═══ Text section ═══

Dear mt-list users,
Specially Simon Zwarts, Dekai, John Smart, Andy Way and Michael Carl, thanks for you kind messages and explanations.
I think I got the idea behind of the question I've done. In fact, I am still reading initial bibliography on the area, so while I read more, I should have clear ideas.
Thank you, Alberto
Simon Zwarts wrote:
On Thu, 3 Feb 2005 08:11, Alberto Manuel Brandao Simoes wrote:
Meanwhile, I found this article from Microsoft Research:
http://research.microsoft.com/research/pubs/view.aspx?type=Publication&id=1 354
After reading the introduction, almost all examples of what they call Phrasal SMT seems (to me) examples of EBMT systems.
Hello,
First of all I think the admit right from the start they are working on ... bridged the gap between the domain-specific learning of Example-based and SMT systems and ... (although there are referring in this quote to a previous system they indicate that they want to solve some problems there)

═══

### Requirement 1
Gather every row from the data records below that contains the string "platform".

═══ Data for this exercise ═══

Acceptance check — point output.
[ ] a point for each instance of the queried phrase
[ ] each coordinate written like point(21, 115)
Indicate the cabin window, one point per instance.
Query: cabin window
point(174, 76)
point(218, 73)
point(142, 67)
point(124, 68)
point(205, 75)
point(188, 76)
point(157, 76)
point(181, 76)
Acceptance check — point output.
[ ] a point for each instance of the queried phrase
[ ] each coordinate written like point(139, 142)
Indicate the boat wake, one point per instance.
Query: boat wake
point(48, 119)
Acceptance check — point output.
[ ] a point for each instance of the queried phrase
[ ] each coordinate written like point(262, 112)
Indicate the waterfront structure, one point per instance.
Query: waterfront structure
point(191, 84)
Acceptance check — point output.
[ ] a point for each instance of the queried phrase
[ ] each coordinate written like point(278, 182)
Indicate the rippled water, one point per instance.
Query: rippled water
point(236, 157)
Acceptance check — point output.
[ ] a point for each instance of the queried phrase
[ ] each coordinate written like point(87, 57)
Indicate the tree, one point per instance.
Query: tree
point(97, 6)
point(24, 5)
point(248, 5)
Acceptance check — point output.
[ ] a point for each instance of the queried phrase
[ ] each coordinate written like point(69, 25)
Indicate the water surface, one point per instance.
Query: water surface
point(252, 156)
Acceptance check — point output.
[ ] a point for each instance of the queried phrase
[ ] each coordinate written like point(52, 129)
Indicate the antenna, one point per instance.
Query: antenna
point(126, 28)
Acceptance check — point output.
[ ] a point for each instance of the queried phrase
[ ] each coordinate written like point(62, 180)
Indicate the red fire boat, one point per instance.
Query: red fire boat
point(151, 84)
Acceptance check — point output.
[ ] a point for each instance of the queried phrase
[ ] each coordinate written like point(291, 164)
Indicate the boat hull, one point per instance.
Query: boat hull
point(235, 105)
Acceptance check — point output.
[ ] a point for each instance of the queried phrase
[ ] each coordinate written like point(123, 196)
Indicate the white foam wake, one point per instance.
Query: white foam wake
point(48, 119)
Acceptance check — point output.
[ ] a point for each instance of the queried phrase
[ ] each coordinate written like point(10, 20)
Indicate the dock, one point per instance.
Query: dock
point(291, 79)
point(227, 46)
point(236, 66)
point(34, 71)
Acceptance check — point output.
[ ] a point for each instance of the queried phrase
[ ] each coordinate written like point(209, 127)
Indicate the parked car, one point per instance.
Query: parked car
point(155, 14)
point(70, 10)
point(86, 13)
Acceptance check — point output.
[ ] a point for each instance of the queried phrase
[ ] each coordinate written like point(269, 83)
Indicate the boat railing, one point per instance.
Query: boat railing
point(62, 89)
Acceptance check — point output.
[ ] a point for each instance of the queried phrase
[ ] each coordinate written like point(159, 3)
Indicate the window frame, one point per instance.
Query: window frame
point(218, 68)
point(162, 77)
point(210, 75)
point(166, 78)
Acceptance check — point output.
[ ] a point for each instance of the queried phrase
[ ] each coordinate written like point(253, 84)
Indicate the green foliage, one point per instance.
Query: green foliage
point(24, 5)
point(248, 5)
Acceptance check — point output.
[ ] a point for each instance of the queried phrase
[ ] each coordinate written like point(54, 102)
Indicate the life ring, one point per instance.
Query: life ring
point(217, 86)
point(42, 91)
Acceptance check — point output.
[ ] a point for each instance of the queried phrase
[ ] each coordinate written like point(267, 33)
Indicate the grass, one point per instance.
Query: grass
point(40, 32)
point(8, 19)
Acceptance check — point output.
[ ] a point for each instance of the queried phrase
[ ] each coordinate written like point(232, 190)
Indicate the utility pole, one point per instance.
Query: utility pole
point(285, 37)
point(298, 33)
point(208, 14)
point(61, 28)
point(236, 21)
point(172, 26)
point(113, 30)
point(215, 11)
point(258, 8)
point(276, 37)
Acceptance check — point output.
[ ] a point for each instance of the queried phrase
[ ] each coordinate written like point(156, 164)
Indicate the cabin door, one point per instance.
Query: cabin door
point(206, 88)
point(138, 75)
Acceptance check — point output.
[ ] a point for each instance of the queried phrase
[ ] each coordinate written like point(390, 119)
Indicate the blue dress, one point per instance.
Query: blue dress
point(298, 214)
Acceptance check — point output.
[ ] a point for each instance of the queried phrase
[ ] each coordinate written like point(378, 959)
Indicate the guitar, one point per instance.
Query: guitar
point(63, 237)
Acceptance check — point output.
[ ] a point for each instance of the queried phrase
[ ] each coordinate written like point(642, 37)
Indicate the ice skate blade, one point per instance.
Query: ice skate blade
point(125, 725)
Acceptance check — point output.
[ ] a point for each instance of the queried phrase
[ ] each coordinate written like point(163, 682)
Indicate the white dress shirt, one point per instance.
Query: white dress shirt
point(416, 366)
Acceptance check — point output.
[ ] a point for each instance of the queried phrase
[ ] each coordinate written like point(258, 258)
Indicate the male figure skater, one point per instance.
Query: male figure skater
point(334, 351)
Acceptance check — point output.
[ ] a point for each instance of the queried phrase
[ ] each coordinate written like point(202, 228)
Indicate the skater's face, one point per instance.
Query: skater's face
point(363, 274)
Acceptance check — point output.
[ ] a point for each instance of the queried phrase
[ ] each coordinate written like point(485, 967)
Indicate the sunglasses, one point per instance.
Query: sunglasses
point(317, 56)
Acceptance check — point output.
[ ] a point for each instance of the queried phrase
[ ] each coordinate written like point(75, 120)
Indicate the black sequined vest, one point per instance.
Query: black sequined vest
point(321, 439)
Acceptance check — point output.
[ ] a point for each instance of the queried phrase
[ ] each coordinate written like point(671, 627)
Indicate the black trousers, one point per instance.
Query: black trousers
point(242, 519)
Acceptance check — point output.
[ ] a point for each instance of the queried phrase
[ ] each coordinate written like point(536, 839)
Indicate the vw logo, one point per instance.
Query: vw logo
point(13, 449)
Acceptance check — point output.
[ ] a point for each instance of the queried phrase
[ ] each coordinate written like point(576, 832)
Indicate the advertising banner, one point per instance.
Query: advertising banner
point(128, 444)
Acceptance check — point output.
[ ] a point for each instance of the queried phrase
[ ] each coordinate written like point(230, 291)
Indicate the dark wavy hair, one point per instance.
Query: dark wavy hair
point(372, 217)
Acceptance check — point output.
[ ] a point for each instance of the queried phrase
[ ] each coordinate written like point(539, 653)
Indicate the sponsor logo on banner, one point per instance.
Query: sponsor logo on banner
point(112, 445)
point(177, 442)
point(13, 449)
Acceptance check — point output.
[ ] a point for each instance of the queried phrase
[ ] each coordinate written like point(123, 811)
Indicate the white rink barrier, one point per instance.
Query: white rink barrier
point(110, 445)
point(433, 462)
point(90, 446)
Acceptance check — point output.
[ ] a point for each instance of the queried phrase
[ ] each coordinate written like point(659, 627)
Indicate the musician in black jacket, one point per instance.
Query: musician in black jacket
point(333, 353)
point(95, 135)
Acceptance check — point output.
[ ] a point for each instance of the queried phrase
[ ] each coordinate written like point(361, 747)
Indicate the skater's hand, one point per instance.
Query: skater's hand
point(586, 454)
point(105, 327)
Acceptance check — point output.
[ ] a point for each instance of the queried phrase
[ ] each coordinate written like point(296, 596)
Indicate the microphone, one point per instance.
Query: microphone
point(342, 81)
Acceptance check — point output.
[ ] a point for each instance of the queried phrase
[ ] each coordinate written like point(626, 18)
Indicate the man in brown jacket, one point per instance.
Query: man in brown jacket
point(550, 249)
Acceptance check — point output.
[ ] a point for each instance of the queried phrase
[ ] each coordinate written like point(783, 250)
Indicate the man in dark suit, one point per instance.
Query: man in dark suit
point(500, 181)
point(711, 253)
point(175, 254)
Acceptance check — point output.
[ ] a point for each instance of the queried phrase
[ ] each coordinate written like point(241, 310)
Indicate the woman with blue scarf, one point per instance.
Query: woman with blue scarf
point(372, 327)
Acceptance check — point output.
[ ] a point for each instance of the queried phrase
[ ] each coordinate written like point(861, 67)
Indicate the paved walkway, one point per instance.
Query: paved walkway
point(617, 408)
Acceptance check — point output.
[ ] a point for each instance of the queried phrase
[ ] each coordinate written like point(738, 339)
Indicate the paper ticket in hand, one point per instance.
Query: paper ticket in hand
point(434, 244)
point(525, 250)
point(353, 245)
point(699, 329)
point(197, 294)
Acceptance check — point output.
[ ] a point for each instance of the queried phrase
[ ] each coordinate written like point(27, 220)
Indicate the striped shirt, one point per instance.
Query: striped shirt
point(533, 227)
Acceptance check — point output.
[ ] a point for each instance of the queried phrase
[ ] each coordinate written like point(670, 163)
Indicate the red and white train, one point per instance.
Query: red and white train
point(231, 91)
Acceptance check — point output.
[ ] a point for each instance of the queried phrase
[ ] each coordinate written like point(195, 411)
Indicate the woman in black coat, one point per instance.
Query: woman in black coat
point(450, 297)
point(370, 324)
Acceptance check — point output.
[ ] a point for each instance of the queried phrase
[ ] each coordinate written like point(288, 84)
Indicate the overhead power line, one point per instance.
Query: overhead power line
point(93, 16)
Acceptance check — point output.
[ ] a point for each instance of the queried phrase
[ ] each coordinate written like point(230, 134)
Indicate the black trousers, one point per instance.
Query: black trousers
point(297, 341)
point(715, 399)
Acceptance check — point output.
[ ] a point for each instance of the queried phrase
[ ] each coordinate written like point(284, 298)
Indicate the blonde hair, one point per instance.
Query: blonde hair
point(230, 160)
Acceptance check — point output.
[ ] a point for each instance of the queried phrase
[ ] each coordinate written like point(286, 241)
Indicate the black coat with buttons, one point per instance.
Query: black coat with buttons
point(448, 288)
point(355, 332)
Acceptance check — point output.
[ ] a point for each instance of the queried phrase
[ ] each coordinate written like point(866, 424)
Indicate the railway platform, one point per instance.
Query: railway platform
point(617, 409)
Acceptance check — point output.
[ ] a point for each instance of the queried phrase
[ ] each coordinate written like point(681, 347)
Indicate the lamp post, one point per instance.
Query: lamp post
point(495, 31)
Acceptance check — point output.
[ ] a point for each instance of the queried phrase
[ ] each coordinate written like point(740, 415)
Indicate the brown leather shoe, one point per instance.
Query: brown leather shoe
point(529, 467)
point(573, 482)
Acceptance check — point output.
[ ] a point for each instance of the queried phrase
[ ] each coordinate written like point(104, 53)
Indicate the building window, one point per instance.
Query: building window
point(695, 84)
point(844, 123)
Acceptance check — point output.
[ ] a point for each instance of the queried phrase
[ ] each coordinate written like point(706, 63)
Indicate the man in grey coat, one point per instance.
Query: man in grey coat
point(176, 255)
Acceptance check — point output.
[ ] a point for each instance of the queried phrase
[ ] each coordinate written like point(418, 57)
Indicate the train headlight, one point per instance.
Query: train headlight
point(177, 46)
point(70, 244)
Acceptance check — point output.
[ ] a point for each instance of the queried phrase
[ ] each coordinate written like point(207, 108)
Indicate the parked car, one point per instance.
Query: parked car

═══

### Requirement 2
Rename "article" to "paper" in the mailing-list message above, then output the stretch from "I think I got" through "of EBMT systems." with that change.

### Full response 1
Indicate the railway platform, one point per instance.
Query: railway platform

### Full response 2
I think I got the idea behind of the question I've done. In fact, I am still reading initial bibliography on the area, so while I read more, I should have clear ideas.
Thank you, Alberto
Simon Zwarts wrote:
On Thu, 3 Feb 2005 08:11, Alberto Manuel Brandao Simoes wrote:
Meanwhile, I found this paper from Microsoft Research:
http://research.microsoft.com/research/pubs/view.aspx?type=Publication&id=1 354
After reading the introduction, almost all examples of what they call Phrasal SMT seems (to me) examples of EBMT systems.